Given entries: Begin
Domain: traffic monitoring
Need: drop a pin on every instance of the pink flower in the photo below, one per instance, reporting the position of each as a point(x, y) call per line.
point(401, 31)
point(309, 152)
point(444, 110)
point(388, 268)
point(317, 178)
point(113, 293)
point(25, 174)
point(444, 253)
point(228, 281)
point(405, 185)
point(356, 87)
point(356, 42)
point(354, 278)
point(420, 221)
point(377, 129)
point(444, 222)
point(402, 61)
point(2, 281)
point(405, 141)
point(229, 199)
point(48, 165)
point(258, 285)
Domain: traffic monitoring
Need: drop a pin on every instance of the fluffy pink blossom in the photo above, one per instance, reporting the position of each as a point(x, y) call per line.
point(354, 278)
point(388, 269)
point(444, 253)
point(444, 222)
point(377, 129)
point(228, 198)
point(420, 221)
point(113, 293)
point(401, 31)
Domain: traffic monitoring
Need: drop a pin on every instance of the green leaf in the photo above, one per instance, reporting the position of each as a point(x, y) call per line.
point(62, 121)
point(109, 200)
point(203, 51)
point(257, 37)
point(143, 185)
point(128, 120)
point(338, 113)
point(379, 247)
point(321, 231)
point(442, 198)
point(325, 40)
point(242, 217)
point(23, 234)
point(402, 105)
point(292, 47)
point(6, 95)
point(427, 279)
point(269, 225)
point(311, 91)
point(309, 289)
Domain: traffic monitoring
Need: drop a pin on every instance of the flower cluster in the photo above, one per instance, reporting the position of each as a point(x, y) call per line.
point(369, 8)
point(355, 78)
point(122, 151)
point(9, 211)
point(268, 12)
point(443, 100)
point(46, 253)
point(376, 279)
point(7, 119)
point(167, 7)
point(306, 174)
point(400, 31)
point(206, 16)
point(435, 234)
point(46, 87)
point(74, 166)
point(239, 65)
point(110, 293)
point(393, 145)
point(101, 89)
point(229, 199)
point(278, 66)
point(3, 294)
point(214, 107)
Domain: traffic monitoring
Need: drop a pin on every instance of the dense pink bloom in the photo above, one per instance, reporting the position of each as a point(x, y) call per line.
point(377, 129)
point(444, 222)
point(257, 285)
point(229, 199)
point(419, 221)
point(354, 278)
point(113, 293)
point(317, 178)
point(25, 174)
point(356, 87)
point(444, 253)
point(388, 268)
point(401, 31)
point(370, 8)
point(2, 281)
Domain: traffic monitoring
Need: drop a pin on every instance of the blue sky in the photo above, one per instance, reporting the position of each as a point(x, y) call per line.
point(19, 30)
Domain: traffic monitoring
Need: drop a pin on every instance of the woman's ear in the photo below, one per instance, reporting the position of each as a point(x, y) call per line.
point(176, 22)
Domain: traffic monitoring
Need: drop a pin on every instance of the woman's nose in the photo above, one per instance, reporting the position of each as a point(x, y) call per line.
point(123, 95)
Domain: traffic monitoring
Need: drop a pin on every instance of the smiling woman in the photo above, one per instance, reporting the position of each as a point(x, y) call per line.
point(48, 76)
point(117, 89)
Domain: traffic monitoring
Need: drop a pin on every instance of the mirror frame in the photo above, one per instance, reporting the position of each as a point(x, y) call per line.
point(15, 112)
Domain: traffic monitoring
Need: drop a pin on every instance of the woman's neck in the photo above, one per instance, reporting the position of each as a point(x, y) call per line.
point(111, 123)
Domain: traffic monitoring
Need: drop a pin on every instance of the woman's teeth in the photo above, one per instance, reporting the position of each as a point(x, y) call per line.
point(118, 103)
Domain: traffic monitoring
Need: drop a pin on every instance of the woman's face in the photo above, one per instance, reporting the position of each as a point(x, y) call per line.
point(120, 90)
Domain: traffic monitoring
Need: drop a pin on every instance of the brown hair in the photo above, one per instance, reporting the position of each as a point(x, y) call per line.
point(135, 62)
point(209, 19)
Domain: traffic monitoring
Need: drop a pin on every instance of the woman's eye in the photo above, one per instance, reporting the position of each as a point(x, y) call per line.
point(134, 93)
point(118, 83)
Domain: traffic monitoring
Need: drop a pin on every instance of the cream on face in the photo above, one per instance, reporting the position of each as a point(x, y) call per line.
Given entries: End
**Assignment**
Print each entry above exactly as given.

**Exercise output**
Domain: traffic monitoring
Need: drop a pin on every instance of the pink flower in the photo below, one per instance, reporting the position of each as a point(x, y) call per line.
point(401, 31)
point(309, 152)
point(444, 110)
point(388, 268)
point(317, 178)
point(113, 293)
point(25, 174)
point(444, 253)
point(228, 281)
point(405, 185)
point(356, 87)
point(356, 42)
point(354, 278)
point(420, 221)
point(377, 129)
point(444, 222)
point(402, 61)
point(2, 281)
point(405, 141)
point(229, 199)
point(48, 165)
point(258, 285)
Domain: traffic monitoring
Need: drop a pin on every instance of the fluffy pink blossom in the photo above, one per instance, reporting the position of each as a point(x, y) call per line.
point(354, 278)
point(388, 269)
point(444, 253)
point(444, 222)
point(377, 129)
point(228, 198)
point(420, 221)
point(113, 293)
point(401, 31)
Domain: traffic monitoring
Need: drop a pin on every instance of the green leaf in the photo above, one per instance, reporting the position of each as a point(x, y) call per line.
point(62, 121)
point(109, 200)
point(203, 51)
point(257, 37)
point(143, 185)
point(128, 120)
point(338, 113)
point(379, 247)
point(321, 231)
point(442, 198)
point(325, 40)
point(242, 217)
point(23, 234)
point(402, 105)
point(292, 47)
point(6, 95)
point(427, 279)
point(269, 225)
point(311, 91)
point(309, 289)
Domain: traffic monitoring
Need: drop a pin on every instance of the flower cluster in the photo above, one per instance, reporting the position of each as a point(x, y) call per line.
point(369, 8)
point(355, 78)
point(122, 151)
point(9, 211)
point(268, 12)
point(443, 100)
point(46, 253)
point(376, 279)
point(7, 119)
point(167, 7)
point(306, 174)
point(400, 31)
point(206, 16)
point(435, 234)
point(46, 87)
point(74, 166)
point(239, 65)
point(110, 293)
point(393, 145)
point(101, 89)
point(229, 199)
point(278, 66)
point(3, 294)
point(214, 107)
Domain: traffic monitoring
Need: drop a pin on every instance of the dense pink bloom in the photo above, one per instance, reporting the position of each as a point(x, y) call per line.
point(377, 129)
point(444, 222)
point(257, 285)
point(229, 199)
point(419, 221)
point(354, 278)
point(113, 293)
point(317, 178)
point(25, 174)
point(356, 87)
point(444, 253)
point(388, 268)
point(401, 31)
point(370, 8)
point(2, 281)
Domain: traffic monitoring
Need: drop a pin on every instance of the blue sky in the photo above, one per instance, reporting the position of each as a point(x, y) call per line.
point(19, 30)
Domain: traffic monitoring
Need: drop a pin on every instance of the woman's ear in the photo below, one per instance, reporting the position of each as a point(x, y) call per line.
point(176, 22)
Domain: traffic monitoring
Need: drop a pin on every instance of the woman's nose in the photo above, one per instance, reporting the position of each as a point(x, y) call per line.
point(123, 95)
Domain: traffic monitoring
Need: drop a pin on every instance of the smiling woman in the photo above, one per instance, reporting the position of each as a point(x, y) call per line.
point(48, 76)
point(117, 89)
Domain: traffic monitoring
Need: drop a pin on every instance of the mirror frame in the photo above, one per instance, reporting the position of each as a point(x, y) call per line.
point(15, 112)
Domain: traffic monitoring
Need: drop a pin on every instance of the woman's neck in the photo above, one per instance, reporting the position of each as a point(x, y) call per line.
point(111, 123)
Domain: traffic monitoring
Need: drop a pin on every instance of the woman's teeth in the photo above, one per instance, reporting the position of each as a point(x, y) call per line.
point(118, 103)
Domain: traffic monitoring
Need: drop a pin on every instance of the woman's face in the photo above, one per instance, reporting the position of each as a point(x, y) call per line.
point(120, 90)
Domain: traffic monitoring
Need: drop a pin on every instance of the brown hair in the photo above, one per instance, reporting the position of each as a point(x, y) call per line.
point(135, 62)
point(209, 19)
Domain: traffic monitoring
Need: drop a pin on every instance of the woman's eye in the photo above, one per instance, reporting the position of each as a point(x, y) call per line.
point(134, 93)
point(118, 83)
Domain: traffic monitoring
Need: drop a pin on every instance of the cream on face in the photo above, one per instance, reporting the position of each as a point(x, y) call per line.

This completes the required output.